▶ **WHAT YOU NEED TO DO**
Some lines below hold "beneath". Pick them out and copy them.

▶ **GIVEN DATA**
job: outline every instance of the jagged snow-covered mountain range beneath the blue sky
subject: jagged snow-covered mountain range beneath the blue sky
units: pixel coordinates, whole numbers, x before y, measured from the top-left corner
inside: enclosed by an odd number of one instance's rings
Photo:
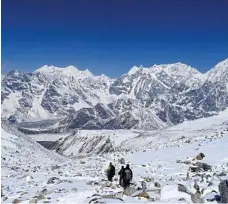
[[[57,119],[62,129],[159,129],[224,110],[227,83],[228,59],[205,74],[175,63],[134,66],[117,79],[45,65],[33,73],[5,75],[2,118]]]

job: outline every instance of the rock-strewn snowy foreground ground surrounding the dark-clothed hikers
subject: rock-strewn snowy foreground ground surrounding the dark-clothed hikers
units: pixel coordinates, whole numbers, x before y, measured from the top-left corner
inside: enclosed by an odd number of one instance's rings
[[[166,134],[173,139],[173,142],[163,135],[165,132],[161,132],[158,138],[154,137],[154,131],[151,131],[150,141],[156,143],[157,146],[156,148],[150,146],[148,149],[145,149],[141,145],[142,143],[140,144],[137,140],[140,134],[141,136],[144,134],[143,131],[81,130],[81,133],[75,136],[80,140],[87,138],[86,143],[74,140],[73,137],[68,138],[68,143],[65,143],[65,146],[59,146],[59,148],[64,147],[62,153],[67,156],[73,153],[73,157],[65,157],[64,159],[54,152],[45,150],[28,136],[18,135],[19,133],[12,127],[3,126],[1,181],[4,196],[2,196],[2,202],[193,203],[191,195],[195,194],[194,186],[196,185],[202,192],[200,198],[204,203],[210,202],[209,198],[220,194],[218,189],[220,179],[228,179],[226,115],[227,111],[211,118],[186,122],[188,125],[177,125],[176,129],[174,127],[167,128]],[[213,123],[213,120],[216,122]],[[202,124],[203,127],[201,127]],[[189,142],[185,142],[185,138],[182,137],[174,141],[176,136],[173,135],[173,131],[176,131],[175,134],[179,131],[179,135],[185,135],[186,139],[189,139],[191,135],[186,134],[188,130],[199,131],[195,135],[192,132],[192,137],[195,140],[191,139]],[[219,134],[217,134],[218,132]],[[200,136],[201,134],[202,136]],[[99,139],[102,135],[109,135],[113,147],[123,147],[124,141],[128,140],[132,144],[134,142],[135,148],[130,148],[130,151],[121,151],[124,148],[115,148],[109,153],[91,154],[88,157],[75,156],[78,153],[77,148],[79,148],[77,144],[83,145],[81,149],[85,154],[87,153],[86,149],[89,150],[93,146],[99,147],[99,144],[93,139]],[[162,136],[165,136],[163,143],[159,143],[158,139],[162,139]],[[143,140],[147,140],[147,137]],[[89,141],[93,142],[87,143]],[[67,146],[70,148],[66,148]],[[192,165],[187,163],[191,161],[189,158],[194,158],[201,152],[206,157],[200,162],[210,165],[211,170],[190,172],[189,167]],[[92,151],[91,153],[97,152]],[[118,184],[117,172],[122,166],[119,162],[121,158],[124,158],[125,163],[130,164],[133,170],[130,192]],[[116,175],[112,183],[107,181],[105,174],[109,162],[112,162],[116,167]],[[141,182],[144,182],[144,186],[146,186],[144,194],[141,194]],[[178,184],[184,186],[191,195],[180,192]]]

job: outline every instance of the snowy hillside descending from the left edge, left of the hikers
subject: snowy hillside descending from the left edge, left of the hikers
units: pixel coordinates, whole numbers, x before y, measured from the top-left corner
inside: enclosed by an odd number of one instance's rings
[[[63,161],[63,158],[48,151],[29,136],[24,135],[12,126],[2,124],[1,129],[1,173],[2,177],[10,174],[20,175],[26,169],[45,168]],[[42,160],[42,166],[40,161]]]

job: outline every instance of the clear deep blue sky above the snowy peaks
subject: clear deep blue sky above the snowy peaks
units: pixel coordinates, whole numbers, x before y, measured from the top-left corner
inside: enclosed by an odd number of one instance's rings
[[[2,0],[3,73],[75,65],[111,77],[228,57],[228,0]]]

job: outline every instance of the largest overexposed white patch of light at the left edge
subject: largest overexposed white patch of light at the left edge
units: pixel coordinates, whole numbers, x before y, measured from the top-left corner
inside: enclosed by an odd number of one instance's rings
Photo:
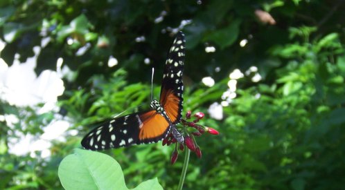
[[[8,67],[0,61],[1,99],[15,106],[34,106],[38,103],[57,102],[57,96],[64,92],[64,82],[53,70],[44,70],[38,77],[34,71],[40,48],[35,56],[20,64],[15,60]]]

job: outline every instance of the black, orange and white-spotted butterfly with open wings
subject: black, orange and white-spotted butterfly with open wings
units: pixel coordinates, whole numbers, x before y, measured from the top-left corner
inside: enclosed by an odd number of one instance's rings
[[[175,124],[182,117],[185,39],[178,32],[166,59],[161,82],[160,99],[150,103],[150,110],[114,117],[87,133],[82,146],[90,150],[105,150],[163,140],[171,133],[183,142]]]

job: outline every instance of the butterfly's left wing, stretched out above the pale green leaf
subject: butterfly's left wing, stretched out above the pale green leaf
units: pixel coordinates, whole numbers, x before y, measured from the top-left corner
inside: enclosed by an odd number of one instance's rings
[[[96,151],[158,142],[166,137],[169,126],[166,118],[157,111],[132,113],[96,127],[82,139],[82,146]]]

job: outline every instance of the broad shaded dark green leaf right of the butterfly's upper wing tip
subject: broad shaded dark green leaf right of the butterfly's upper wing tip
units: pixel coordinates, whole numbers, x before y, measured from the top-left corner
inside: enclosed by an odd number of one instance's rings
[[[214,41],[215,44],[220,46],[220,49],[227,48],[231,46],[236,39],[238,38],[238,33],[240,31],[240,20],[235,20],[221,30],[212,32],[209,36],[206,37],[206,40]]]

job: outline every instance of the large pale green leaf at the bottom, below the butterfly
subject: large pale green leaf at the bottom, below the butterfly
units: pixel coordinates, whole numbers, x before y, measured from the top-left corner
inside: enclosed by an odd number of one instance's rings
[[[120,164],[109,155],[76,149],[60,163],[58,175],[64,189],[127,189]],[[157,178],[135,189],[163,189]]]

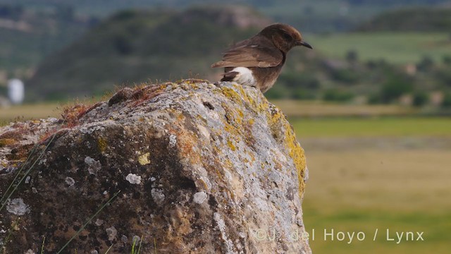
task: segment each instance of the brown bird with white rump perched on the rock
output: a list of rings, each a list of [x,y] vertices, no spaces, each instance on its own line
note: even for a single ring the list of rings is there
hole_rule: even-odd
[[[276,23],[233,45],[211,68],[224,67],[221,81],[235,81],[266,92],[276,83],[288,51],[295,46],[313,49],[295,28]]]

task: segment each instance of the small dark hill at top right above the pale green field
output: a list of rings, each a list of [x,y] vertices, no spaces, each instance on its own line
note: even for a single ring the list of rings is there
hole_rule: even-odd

▶ **FINISHED EXERCISE**
job: outline every instance of the jagged snow-covered mountain range beneath the blue sky
subject: jagged snow-covered mountain range beneath the blue sky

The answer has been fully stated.